* _Stated goal_:
Copy the stretch of the material below from the line containing "of the gray" through the end of the material, reproducing every line precisely.

Start of Source records

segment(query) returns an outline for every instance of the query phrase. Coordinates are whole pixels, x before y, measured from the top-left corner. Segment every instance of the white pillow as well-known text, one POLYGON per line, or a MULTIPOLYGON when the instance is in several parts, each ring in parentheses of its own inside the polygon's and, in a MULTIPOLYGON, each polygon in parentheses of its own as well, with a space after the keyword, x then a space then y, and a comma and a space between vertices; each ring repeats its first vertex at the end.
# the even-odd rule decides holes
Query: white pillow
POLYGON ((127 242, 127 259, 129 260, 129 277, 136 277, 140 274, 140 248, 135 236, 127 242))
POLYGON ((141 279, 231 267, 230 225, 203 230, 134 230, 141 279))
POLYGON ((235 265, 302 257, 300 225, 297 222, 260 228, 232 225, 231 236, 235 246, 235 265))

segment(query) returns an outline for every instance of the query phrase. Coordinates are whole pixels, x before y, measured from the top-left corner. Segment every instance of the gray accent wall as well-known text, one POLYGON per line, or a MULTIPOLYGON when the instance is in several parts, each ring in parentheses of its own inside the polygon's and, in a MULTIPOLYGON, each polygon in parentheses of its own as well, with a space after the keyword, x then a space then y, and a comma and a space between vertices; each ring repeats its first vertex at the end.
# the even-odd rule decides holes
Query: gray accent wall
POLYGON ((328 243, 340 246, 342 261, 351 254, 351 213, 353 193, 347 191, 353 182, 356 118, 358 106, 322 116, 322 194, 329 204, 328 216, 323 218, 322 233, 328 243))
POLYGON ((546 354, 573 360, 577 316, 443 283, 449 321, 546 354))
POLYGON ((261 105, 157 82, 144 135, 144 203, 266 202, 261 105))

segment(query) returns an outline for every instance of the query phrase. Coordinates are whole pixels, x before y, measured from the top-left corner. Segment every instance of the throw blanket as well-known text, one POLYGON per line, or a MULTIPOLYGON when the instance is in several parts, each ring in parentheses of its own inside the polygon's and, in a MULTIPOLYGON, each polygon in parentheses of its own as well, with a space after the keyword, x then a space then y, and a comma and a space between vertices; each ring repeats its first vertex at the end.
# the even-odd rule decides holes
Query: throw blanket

End of Source records

* _Answer for the task_:
segment(query) returns an outline for every instance of the query phrase. Coordinates are whole pixels, x before y, measured from the top-left corner. Segment every instance of the gray accent wall as well-known text, one POLYGON per line, or a MULTIPOLYGON when the instance is in several parts, each ring in parentheses of its own inside the polygon's and, in a MULTIPOLYGON, each polygon in parentheses of its own as well, with a space after the keyword, x then a space then y, and a comma and a space between vertices; each ring repeats its first vertex at the end.
# the even-odd rule decides holes
Query: gray accent wall
POLYGON ((328 243, 340 246, 342 261, 351 254, 351 213, 353 193, 347 191, 353 182, 356 118, 358 106, 322 116, 322 194, 329 204, 328 216, 323 218, 322 233, 328 243))
POLYGON ((546 354, 573 360, 577 316, 443 283, 449 321, 546 354))
POLYGON ((261 105, 157 82, 144 135, 144 203, 266 202, 261 105))

segment(query) returns an outline for every instance of the query phrase. Coordinates are whole pixels, x before y, measured from the top-left corner. Segment every instance of the throw blanket as well-known text, one POLYGON per line, or a MULTIPOLYGON when the instance is in several parts, each ring in parentheses of its own inside the polygon's and, in a MULTIPOLYGON, each polygon in parentheses of its own as well, with a space after the keyword, x then a space then y, and a comma and a space between vertices; each ring repeats its first vertex at the end.
# the even-odd rule decides holes
Query: throw blanket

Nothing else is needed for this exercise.